◆ **THE TASK**
Nothing in the records may be altered. Repeat them in full.

◆ **DATA FOR THE TASK**
>>>>

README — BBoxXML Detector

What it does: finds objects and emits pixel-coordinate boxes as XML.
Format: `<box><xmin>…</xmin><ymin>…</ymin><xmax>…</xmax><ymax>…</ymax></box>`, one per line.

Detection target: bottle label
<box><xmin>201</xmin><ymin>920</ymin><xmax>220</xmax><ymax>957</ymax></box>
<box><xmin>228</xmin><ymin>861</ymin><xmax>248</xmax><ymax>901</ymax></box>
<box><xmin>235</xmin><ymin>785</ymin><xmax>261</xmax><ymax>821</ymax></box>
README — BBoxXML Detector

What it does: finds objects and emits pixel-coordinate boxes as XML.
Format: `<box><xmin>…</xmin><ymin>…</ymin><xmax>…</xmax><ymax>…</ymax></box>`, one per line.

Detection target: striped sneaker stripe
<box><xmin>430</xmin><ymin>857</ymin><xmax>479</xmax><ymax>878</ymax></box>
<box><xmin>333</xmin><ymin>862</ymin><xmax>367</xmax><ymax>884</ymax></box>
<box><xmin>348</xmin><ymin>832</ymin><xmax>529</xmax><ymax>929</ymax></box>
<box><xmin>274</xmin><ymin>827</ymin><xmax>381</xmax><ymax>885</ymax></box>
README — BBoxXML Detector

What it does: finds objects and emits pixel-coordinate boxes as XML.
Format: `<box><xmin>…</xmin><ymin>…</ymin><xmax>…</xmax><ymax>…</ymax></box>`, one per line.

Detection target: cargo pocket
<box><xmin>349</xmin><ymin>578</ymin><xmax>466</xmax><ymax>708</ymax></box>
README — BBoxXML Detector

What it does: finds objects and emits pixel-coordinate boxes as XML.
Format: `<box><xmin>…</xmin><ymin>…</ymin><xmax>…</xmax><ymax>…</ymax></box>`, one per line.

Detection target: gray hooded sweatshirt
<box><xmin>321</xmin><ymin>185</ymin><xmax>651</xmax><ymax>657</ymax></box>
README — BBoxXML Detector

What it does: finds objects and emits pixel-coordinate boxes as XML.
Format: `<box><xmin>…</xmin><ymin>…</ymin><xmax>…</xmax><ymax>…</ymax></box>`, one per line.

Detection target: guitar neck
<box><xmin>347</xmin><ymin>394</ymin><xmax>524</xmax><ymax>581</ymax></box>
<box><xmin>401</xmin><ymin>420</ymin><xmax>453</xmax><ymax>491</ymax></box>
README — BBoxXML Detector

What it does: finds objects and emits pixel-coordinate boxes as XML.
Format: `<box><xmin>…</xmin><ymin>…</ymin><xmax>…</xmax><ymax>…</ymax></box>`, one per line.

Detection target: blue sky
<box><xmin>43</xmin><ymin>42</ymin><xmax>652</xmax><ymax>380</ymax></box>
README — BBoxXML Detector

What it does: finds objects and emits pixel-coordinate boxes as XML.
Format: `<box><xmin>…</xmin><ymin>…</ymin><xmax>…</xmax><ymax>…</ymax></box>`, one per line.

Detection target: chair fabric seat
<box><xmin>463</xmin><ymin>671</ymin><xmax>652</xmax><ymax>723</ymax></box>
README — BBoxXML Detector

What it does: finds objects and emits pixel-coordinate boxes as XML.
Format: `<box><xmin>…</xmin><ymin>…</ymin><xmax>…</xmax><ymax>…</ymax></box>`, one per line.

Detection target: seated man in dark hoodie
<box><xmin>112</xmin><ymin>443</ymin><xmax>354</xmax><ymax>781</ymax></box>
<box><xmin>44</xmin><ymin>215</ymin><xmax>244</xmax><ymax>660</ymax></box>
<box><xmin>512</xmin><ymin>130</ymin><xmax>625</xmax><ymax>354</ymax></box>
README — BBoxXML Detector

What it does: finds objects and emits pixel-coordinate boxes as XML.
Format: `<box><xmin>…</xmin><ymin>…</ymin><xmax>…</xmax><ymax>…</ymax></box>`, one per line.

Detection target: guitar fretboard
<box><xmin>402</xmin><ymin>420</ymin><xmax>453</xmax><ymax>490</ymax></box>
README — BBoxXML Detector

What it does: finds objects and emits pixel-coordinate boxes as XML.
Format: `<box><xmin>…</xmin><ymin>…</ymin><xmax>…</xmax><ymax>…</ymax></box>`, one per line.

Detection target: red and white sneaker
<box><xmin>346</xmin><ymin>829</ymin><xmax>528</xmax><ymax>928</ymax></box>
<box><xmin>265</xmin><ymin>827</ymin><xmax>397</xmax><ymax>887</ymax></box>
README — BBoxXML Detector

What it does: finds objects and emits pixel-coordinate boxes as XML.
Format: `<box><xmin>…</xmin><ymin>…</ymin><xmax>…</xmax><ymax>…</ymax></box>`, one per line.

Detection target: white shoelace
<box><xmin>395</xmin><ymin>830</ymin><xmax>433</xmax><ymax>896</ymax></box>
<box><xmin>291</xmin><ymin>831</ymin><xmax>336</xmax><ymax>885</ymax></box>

<<<<

◆ **OUTPUT FOR THIS EXERCISE**
README — BBoxXML Detector

What it does: finds objects and emits pixel-coordinate boxes as XML.
Format: `<box><xmin>…</xmin><ymin>…</ymin><xmax>…</xmax><ymax>…</ymax></box>`, one per line.

Detection target: bottle label
<box><xmin>201</xmin><ymin>920</ymin><xmax>220</xmax><ymax>957</ymax></box>
<box><xmin>228</xmin><ymin>861</ymin><xmax>248</xmax><ymax>901</ymax></box>
<box><xmin>235</xmin><ymin>785</ymin><xmax>261</xmax><ymax>821</ymax></box>
README — BBoxXML Detector

What it does: finds objects and emits pixel-coordinate boxes as XML.
Format: `<box><xmin>…</xmin><ymin>…</ymin><xmax>…</xmax><ymax>…</ymax></box>`, one per line.

Detection target: striped sneaker stripe
<box><xmin>430</xmin><ymin>857</ymin><xmax>479</xmax><ymax>878</ymax></box>
<box><xmin>333</xmin><ymin>862</ymin><xmax>367</xmax><ymax>884</ymax></box>
<box><xmin>348</xmin><ymin>832</ymin><xmax>529</xmax><ymax>929</ymax></box>
<box><xmin>274</xmin><ymin>827</ymin><xmax>381</xmax><ymax>885</ymax></box>
README — BBoxXML Detector

What it does: finds objects and emits pixel-coordinate boxes as XML.
Format: `<box><xmin>…</xmin><ymin>…</ymin><xmax>…</xmax><ymax>…</ymax></box>`, one per line.

Detection target: cargo pocket
<box><xmin>349</xmin><ymin>578</ymin><xmax>466</xmax><ymax>708</ymax></box>
README — BBoxXML Detector

What it does: finds objects and emits pixel-coordinate boxes as XML.
Format: `<box><xmin>…</xmin><ymin>…</ymin><xmax>…</xmax><ymax>…</ymax></box>`, one per line.

Detection target: gray hooded sweatshirt
<box><xmin>321</xmin><ymin>185</ymin><xmax>651</xmax><ymax>657</ymax></box>
README — BBoxXML Detector

What it does: finds objects and emits pixel-coordinate boxes as XML.
Format: `<box><xmin>…</xmin><ymin>…</ymin><xmax>…</xmax><ymax>…</ymax></box>`, one per line.

Detection target: guitar neck
<box><xmin>347</xmin><ymin>394</ymin><xmax>524</xmax><ymax>581</ymax></box>
<box><xmin>401</xmin><ymin>420</ymin><xmax>453</xmax><ymax>491</ymax></box>
README — BBoxXML Detector

What it does: finds objects and emits pixel-coordinate boxes as XML.
Format: `<box><xmin>…</xmin><ymin>…</ymin><xmax>…</xmax><ymax>…</ymax></box>`, one per line.

Detection target: blue sky
<box><xmin>43</xmin><ymin>42</ymin><xmax>652</xmax><ymax>380</ymax></box>
README — BBoxXML Detector

What it does: finds objects and emits pixel-coordinate boxes as XML.
Format: `<box><xmin>…</xmin><ymin>…</ymin><xmax>…</xmax><ymax>…</ymax></box>`, one per line.

Detection target: chair fabric seat
<box><xmin>463</xmin><ymin>671</ymin><xmax>652</xmax><ymax>723</ymax></box>
README — BBoxXML Detector

What it does: finds objects and emits pixel-coordinate boxes as XML.
Format: `<box><xmin>…</xmin><ymin>…</ymin><xmax>…</xmax><ymax>…</ymax></box>`, one per line.

Detection target: seated man in dark hoodie
<box><xmin>112</xmin><ymin>443</ymin><xmax>354</xmax><ymax>781</ymax></box>
<box><xmin>44</xmin><ymin>215</ymin><xmax>244</xmax><ymax>660</ymax></box>
<box><xmin>512</xmin><ymin>130</ymin><xmax>625</xmax><ymax>354</ymax></box>
README — BBoxXML Detector

What it does: finds objects and emits pixel-coordinate boxes as XML.
Format: `<box><xmin>…</xmin><ymin>…</ymin><xmax>…</xmax><ymax>…</ymax></box>`, one per line.

Detection target: guitar fretboard
<box><xmin>402</xmin><ymin>420</ymin><xmax>453</xmax><ymax>490</ymax></box>
README — BBoxXML Detector

What it does: finds objects and emits pixel-coordinate boxes as XML.
Format: `<box><xmin>…</xmin><ymin>…</ymin><xmax>…</xmax><ymax>…</ymax></box>`, one per line.

Detection target: red and white sneaker
<box><xmin>346</xmin><ymin>829</ymin><xmax>528</xmax><ymax>928</ymax></box>
<box><xmin>265</xmin><ymin>827</ymin><xmax>397</xmax><ymax>887</ymax></box>
README — BBoxXML Detector

What it does: finds objects and emits pixel-coordinate boxes as XML.
Format: `<box><xmin>…</xmin><ymin>…</ymin><xmax>…</xmax><ymax>…</ymax></box>`, one per line.

Detection target: white shoelace
<box><xmin>395</xmin><ymin>830</ymin><xmax>433</xmax><ymax>896</ymax></box>
<box><xmin>291</xmin><ymin>831</ymin><xmax>336</xmax><ymax>885</ymax></box>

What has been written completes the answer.